◆ **TASK STATEMENT**
Go through the entries and copy every line that has the string "roof" in it.
==== RECORDS FOR THIS EXERCISE ====
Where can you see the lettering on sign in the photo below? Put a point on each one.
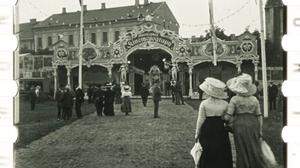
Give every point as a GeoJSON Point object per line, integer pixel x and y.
{"type": "Point", "coordinates": [149, 37]}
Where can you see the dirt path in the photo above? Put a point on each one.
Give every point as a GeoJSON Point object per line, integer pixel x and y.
{"type": "Point", "coordinates": [137, 140]}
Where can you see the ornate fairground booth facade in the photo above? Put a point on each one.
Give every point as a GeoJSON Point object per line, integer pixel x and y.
{"type": "Point", "coordinates": [131, 58]}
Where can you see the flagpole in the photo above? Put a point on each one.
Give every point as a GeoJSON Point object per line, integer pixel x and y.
{"type": "Point", "coordinates": [80, 46]}
{"type": "Point", "coordinates": [212, 30]}
{"type": "Point", "coordinates": [263, 59]}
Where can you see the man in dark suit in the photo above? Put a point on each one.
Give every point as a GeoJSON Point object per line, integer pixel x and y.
{"type": "Point", "coordinates": [67, 103]}
{"type": "Point", "coordinates": [79, 99]}
{"type": "Point", "coordinates": [99, 96]}
{"type": "Point", "coordinates": [58, 99]}
{"type": "Point", "coordinates": [32, 97]}
{"type": "Point", "coordinates": [156, 96]}
{"type": "Point", "coordinates": [273, 92]}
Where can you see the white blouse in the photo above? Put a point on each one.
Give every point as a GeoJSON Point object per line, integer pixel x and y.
{"type": "Point", "coordinates": [126, 93]}
{"type": "Point", "coordinates": [209, 108]}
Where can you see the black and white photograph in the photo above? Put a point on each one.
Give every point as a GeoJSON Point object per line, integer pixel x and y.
{"type": "Point", "coordinates": [150, 84]}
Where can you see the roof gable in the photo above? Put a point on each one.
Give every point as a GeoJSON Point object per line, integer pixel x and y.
{"type": "Point", "coordinates": [101, 15]}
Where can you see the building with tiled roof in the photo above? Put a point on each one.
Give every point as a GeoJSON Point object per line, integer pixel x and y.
{"type": "Point", "coordinates": [101, 26]}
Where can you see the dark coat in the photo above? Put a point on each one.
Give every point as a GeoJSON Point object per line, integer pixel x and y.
{"type": "Point", "coordinates": [32, 95]}
{"type": "Point", "coordinates": [67, 99]}
{"type": "Point", "coordinates": [79, 95]}
{"type": "Point", "coordinates": [144, 91]}
{"type": "Point", "coordinates": [156, 93]}
{"type": "Point", "coordinates": [99, 96]}
{"type": "Point", "coordinates": [59, 97]}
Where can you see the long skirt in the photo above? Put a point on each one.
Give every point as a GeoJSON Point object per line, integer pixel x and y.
{"type": "Point", "coordinates": [126, 105]}
{"type": "Point", "coordinates": [247, 142]}
{"type": "Point", "coordinates": [215, 143]}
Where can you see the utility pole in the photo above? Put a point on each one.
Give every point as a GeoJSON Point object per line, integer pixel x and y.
{"type": "Point", "coordinates": [263, 58]}
{"type": "Point", "coordinates": [212, 30]}
{"type": "Point", "coordinates": [80, 46]}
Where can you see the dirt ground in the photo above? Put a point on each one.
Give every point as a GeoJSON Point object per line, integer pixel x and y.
{"type": "Point", "coordinates": [137, 140]}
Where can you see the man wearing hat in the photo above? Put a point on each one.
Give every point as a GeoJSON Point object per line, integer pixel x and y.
{"type": "Point", "coordinates": [156, 96]}
{"type": "Point", "coordinates": [79, 99]}
{"type": "Point", "coordinates": [99, 96]}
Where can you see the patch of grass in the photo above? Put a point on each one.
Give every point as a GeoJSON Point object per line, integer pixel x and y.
{"type": "Point", "coordinates": [41, 121]}
{"type": "Point", "coordinates": [271, 129]}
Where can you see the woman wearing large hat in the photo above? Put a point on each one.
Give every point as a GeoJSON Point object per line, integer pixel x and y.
{"type": "Point", "coordinates": [210, 129]}
{"type": "Point", "coordinates": [126, 96]}
{"type": "Point", "coordinates": [247, 122]}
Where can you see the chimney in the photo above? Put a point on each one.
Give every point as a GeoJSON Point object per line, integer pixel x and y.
{"type": "Point", "coordinates": [32, 21]}
{"type": "Point", "coordinates": [84, 8]}
{"type": "Point", "coordinates": [103, 6]}
{"type": "Point", "coordinates": [64, 10]}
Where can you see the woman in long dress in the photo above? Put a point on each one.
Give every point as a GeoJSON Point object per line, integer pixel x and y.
{"type": "Point", "coordinates": [244, 110]}
{"type": "Point", "coordinates": [210, 130]}
{"type": "Point", "coordinates": [126, 96]}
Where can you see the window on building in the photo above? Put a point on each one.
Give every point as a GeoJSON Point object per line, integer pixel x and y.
{"type": "Point", "coordinates": [104, 38]}
{"type": "Point", "coordinates": [71, 40]}
{"type": "Point", "coordinates": [49, 41]}
{"type": "Point", "coordinates": [40, 43]}
{"type": "Point", "coordinates": [93, 38]}
{"type": "Point", "coordinates": [117, 35]}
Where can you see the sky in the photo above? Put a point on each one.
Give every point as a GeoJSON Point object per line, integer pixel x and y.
{"type": "Point", "coordinates": [234, 16]}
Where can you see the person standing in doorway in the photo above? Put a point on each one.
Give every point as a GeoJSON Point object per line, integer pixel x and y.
{"type": "Point", "coordinates": [126, 103]}
{"type": "Point", "coordinates": [32, 97]}
{"type": "Point", "coordinates": [99, 99]}
{"type": "Point", "coordinates": [109, 101]}
{"type": "Point", "coordinates": [144, 93]}
{"type": "Point", "coordinates": [90, 94]}
{"type": "Point", "coordinates": [273, 92]}
{"type": "Point", "coordinates": [79, 99]}
{"type": "Point", "coordinates": [67, 103]}
{"type": "Point", "coordinates": [156, 96]}
{"type": "Point", "coordinates": [58, 99]}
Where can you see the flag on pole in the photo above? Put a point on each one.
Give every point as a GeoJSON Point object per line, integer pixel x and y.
{"type": "Point", "coordinates": [212, 31]}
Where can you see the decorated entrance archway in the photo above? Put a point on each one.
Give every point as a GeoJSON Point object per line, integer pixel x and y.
{"type": "Point", "coordinates": [148, 36]}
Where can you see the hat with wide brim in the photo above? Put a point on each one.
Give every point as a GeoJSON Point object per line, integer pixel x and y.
{"type": "Point", "coordinates": [242, 85]}
{"type": "Point", "coordinates": [214, 88]}
{"type": "Point", "coordinates": [127, 87]}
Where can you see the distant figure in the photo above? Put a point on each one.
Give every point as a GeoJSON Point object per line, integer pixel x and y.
{"type": "Point", "coordinates": [109, 101]}
{"type": "Point", "coordinates": [99, 96]}
{"type": "Point", "coordinates": [173, 90]}
{"type": "Point", "coordinates": [67, 103]}
{"type": "Point", "coordinates": [156, 96]}
{"type": "Point", "coordinates": [126, 104]}
{"type": "Point", "coordinates": [79, 99]}
{"type": "Point", "coordinates": [144, 94]}
{"type": "Point", "coordinates": [273, 92]}
{"type": "Point", "coordinates": [117, 93]}
{"type": "Point", "coordinates": [32, 97]}
{"type": "Point", "coordinates": [58, 98]}
{"type": "Point", "coordinates": [90, 94]}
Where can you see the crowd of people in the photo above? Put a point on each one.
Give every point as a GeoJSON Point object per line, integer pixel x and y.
{"type": "Point", "coordinates": [240, 114]}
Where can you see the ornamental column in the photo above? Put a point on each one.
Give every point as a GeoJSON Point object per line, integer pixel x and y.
{"type": "Point", "coordinates": [55, 80]}
{"type": "Point", "coordinates": [238, 66]}
{"type": "Point", "coordinates": [109, 69]}
{"type": "Point", "coordinates": [255, 70]}
{"type": "Point", "coordinates": [174, 71]}
{"type": "Point", "coordinates": [191, 80]}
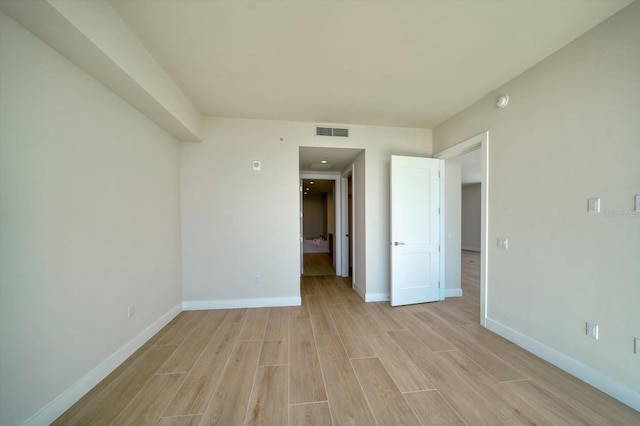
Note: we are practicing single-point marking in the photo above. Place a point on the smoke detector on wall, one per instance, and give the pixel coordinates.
(502, 101)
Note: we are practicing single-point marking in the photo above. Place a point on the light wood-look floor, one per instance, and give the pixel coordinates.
(318, 264)
(338, 361)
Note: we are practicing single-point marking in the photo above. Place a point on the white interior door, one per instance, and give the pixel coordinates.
(415, 230)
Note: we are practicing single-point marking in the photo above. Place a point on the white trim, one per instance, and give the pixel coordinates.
(66, 399)
(453, 292)
(344, 212)
(377, 297)
(337, 201)
(582, 371)
(481, 141)
(469, 248)
(266, 302)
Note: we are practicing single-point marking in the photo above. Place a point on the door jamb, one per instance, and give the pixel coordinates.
(337, 199)
(350, 171)
(479, 141)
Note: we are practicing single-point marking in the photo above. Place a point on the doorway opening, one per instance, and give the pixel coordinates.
(318, 227)
(336, 166)
(477, 143)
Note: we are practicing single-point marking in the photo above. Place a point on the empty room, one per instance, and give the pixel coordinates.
(319, 212)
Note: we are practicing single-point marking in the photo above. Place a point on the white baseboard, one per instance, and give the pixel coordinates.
(376, 297)
(266, 302)
(582, 371)
(469, 248)
(64, 401)
(452, 292)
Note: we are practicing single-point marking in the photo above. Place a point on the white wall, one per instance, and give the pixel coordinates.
(233, 232)
(452, 233)
(89, 223)
(471, 217)
(570, 132)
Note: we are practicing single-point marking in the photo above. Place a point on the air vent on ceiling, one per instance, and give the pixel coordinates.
(331, 131)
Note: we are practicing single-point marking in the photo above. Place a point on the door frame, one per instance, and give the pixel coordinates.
(344, 212)
(337, 200)
(481, 142)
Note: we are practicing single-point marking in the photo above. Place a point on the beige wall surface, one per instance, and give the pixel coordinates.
(569, 133)
(237, 223)
(471, 217)
(89, 224)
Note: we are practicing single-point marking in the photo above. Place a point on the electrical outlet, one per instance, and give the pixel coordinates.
(592, 330)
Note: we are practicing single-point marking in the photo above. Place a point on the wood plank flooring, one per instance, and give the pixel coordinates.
(338, 361)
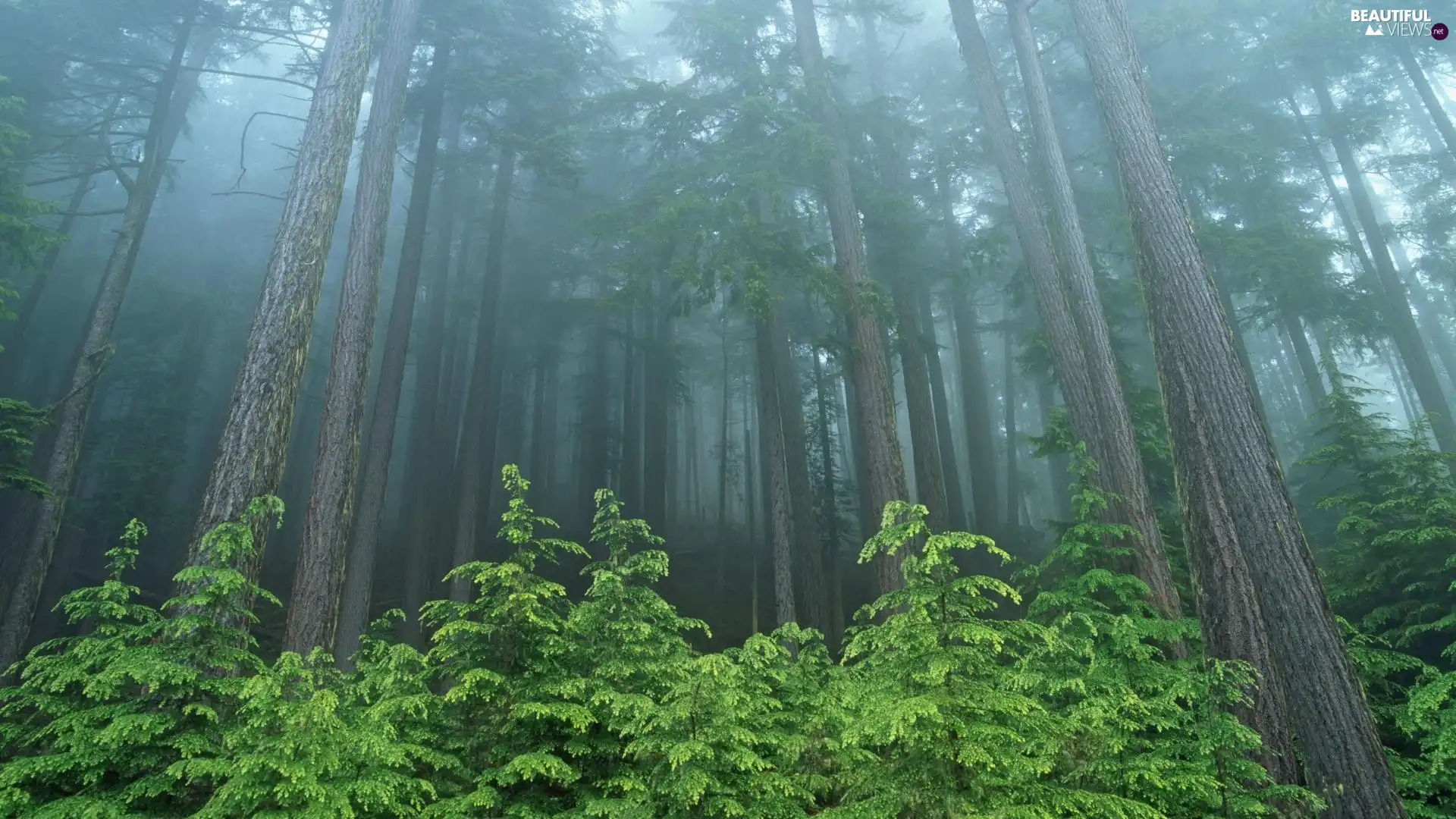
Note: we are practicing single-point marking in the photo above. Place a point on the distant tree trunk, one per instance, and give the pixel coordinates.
(478, 442)
(954, 496)
(781, 516)
(1237, 506)
(14, 335)
(884, 469)
(1059, 465)
(631, 469)
(829, 510)
(254, 447)
(974, 394)
(1119, 460)
(318, 580)
(1009, 420)
(42, 516)
(808, 551)
(1395, 300)
(1433, 104)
====
◆ **THE ANSWER**
Where can you see the roof gable in the photo above? Put a point on each one.
Where can you see the building with tiled roof in the photo above? Put a point on each one.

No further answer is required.